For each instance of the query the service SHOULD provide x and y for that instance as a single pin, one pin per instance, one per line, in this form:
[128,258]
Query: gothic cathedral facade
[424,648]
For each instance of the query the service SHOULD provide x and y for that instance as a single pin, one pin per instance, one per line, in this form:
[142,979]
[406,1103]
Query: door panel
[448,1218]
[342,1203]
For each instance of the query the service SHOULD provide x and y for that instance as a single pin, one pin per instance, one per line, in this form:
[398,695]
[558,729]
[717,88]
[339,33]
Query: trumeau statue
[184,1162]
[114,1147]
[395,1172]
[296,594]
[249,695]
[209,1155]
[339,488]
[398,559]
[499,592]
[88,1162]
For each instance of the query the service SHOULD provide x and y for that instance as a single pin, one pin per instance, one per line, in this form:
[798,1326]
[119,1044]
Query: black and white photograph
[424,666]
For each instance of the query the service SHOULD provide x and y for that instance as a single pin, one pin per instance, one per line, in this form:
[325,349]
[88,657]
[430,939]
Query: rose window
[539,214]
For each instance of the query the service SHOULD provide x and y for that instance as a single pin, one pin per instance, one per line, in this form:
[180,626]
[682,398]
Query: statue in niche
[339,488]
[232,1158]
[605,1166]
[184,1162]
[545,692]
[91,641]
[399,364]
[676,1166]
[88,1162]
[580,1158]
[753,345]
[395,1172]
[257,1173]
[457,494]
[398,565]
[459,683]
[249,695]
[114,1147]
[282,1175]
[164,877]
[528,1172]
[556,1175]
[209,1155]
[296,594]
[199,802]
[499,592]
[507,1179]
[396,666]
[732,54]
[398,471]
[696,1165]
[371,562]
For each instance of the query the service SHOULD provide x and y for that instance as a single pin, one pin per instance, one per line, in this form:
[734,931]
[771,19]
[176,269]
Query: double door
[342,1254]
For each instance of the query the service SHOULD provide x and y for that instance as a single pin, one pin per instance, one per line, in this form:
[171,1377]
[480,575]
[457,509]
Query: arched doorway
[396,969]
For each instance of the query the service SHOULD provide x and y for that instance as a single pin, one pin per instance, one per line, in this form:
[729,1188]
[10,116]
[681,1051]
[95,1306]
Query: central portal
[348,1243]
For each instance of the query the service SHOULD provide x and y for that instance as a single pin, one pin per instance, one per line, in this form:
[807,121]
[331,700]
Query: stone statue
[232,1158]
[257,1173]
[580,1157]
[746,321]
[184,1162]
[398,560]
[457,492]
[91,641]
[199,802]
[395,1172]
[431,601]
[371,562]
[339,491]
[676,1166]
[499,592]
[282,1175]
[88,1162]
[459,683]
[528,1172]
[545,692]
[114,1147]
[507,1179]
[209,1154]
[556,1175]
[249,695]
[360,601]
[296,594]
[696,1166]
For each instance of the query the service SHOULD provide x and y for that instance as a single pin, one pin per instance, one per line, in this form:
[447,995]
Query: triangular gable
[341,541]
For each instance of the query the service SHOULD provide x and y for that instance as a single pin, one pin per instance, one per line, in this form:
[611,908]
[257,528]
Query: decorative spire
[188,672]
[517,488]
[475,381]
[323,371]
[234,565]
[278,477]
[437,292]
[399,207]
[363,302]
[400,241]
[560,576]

=== Aim ===
Your task is to repeat every entry exactly.

=== Exercise output ===
For each instance of the query the service SHOULD provide x and y for that instance as a single pin, one pin per instance, one per line, in this form:
[128,258]
Query: gothic cathedral facade
[424,648]
For each instance of the query the service SHOULD provide x and y for that instance as a single pin, one pin per instance, one per line, in this form:
[142,979]
[406,1103]
Query: door panel
[448,1218]
[342,1203]
For each instance of the query the service SHOULD provide x and y for that instance as a single pin, one pin per instance, one per line, in this form:
[398,695]
[558,729]
[717,88]
[339,33]
Query: trumeau statue
[184,1162]
[114,1147]
[395,1172]
[296,594]
[249,695]
[209,1155]
[339,488]
[398,559]
[499,592]
[88,1162]
For each instance of the query the service SHOULD provide x and y for that instance as a single pin, one pin per instance, one per line, in this form:
[798,1326]
[119,1044]
Query: black and white photograph
[424,666]
For each instance of the query the service SHOULD provide x and y for that instance as a single pin, one pin per instance, one per line, in this form:
[325,349]
[88,657]
[430,939]
Query: rose window
[539,214]
For each instance of the query the service SHOULD provide x and y for that instance as a single pin, one pin per instance, one per line, in this form:
[180,626]
[682,398]
Query: statue in niche
[339,488]
[232,1158]
[605,1166]
[184,1162]
[545,692]
[91,641]
[399,364]
[676,1166]
[88,1162]
[580,1158]
[753,345]
[395,1172]
[257,1173]
[457,494]
[398,565]
[459,683]
[249,695]
[114,1147]
[282,1175]
[164,877]
[528,1172]
[556,1175]
[209,1155]
[296,594]
[199,802]
[499,592]
[507,1179]
[396,666]
[732,54]
[398,471]
[696,1165]
[371,562]
For each instance of the query the service SHOULD provide x and y for that instance as a single pin, one pin per instance, one per line, in this form:
[734,931]
[771,19]
[176,269]
Query: double door
[342,1254]
For each instance of the query the service SHOULD provide x and y for that instance as a single pin, one pin per instance, one per line, in this form:
[171,1377]
[480,575]
[457,509]
Query: arched doorway
[396,969]
For each instance of the query the service SHOULD provide x and y for that instance as a single pin, one pin per instance, one per line, in this form:
[729,1188]
[10,116]
[681,1051]
[95,1306]
Query: central portal
[348,1243]
For each instance of the query the service SHOULD provide x and y for that instance as a single pin, one pin per instance, one per line, in this form:
[807,121]
[331,700]
Query: stone statue
[232,1158]
[257,1173]
[580,1157]
[746,321]
[184,1162]
[398,560]
[457,492]
[91,641]
[199,802]
[395,1172]
[431,601]
[371,562]
[339,491]
[676,1166]
[499,592]
[282,1175]
[88,1162]
[459,683]
[528,1172]
[545,692]
[114,1147]
[507,1179]
[209,1154]
[556,1175]
[249,695]
[360,601]
[296,594]
[696,1166]
For each instance of the query the service SHOULD provide x and y for that instance as a single pin, one pin per instance, one per line, in this form:
[447,995]
Query: triangular gable
[341,541]
For each instance of the query the service SHOULD provide x and y for that instance as a single pin, one pin per instance, one per line, in this form:
[611,908]
[257,528]
Query: decorative spire
[188,672]
[517,488]
[475,381]
[323,371]
[234,565]
[278,477]
[437,292]
[399,207]
[363,302]
[400,241]
[560,576]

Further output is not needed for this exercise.